◆ 記事の抜粋:
·····

洗濯のプロとマニアに聞く、センスの良い洗い方<前編> 意外と知らない⁉ ホームランドリーのQ&A

Interiors 2019.02.06

洋服の洗い方を間違えてサイズや色が変わったり、気が付かずに付いた古いシミが取れなくなったり、洗濯が原因でお気に入りの服を手放すことになった人はいませんか? 洗濯の方法を見直して、愛する服を長く美しく保ちたい。そんなあなたに、正しい洗濯の方法をご紹介。

今回、洗濯のプロフェッショナルとマニアに、正しいホームランドリーについて前編と後編に分けて、10の質問!
プロフェッショナルには、今春話題の新洗剤「アタックZERO」の発売を控える、業界のトップランナー、花王のプレス河野千絵さんと、ベルリンと東京に実在するカフェ&コインランドリーのフレディ・レック・ウォッシュサロンの松延友記さん。そして、数々のモード誌や、広告などで幅広く活躍するスタイリストふくしまアヤさんには洗濯マニアとして回答いただきました。ふくしまアヤさんは学生時代から毎日手洗いを実践、その経験値からくる洗濯の流儀は、マニアと言って過言ではないほど。

·····

◆ 練習問題:
• A. 洗濯の記事について、次の(i)〜(iii)が記事の内容と合っているかどうか、それぞれ「はい」か「いいえ」で答え、決め手となる記事の言葉をそのまま引用してください。(i) 質問は前編と後編に分けて全部で10ある。(ii) フレディ・レック・ウォッシュサロンはベルリンと東京にある。(iii) ふくしまアヤさんは社会人になってから毎日手洗いを始めた。
• B. 洗濯の記事から、「洋服の洗い方を間違えてサイズ」で始まり「アと言って過言ではないほど。」で終わる部分を、一字も変えずに書き写してください。

◆ データの抜粋:
·····

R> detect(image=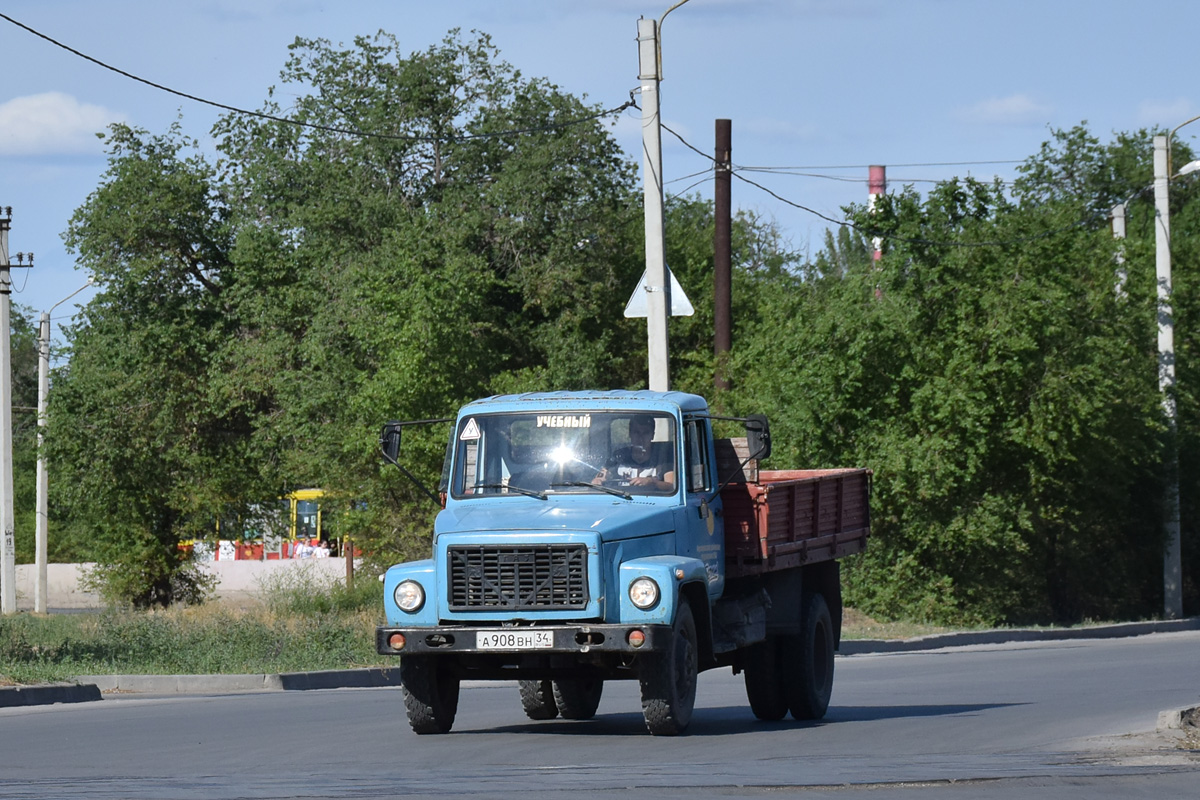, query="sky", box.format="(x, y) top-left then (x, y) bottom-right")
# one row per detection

·····

◆ 解答一覧:
• A.
(i) はい。「前編と後編に分けて、10の質問!」
(ii) はい。「ベルリンと東京に実在するカフェ&コインランドリー」
(iii) いいえ。「学生時代から毎日手洗いを実践」

• B.
洋服の洗い方を間違えてサイズや色が変わったり、気が付かずに付いた古いシミが取れなくなったり、洗濯が原因でお気に入りの服を手放すことになった人はいませんか? 洗濯の方法を見直して、愛する服を長く美しく保ちたい。そんなあなたに、正しい洗濯の方法をご紹介。

今回、洗濯のプロフェッショナルとマニアに、正しいホームランドリーについて前編と後編に分けて、10の質問!
プロフェッショナルには、今春話題の新洗剤「アタックZERO」の発売を控える、業界のトップランナー、花王のプレス河野千絵さんと、ベルリンと東京に実在するカフェ&コインランドリーのフレディ・レック・ウォッシュサロンの松延友記さん。そして、数々のモード誌や、広告などで幅広く活躍するスタイリストふくしまアヤさんには洗濯マニアとして回答いただきました。ふくしまアヤさんは学生時代から毎日手洗いを実践、その経験値からくる洗濯の流儀は、マニアと言って過言ではないほど。